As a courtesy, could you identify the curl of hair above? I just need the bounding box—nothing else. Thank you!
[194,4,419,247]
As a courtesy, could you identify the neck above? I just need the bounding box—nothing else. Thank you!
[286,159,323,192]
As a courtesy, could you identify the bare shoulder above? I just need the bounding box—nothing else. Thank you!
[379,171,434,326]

########

▶ _Directions for this task_
Rewrite all of the data above, substituting "enclosing rectangle" for every occurrence of "bounding box" and leaving everything else as it is.

▶ _Result of the task_
As a courtesy, could you identify the curl of hair above? I just need the enclosing rectangle—nothing else. Thank you!
[194,4,419,247]
As a courtesy, could you identify the neck above? I just need the enclosing rectangle—nothing else. Thank you!
[286,159,323,192]
As a courtesy, could you identify the bare shoulder above? I just need the enclosing rectangle—nothing else. Thank you!
[379,171,434,326]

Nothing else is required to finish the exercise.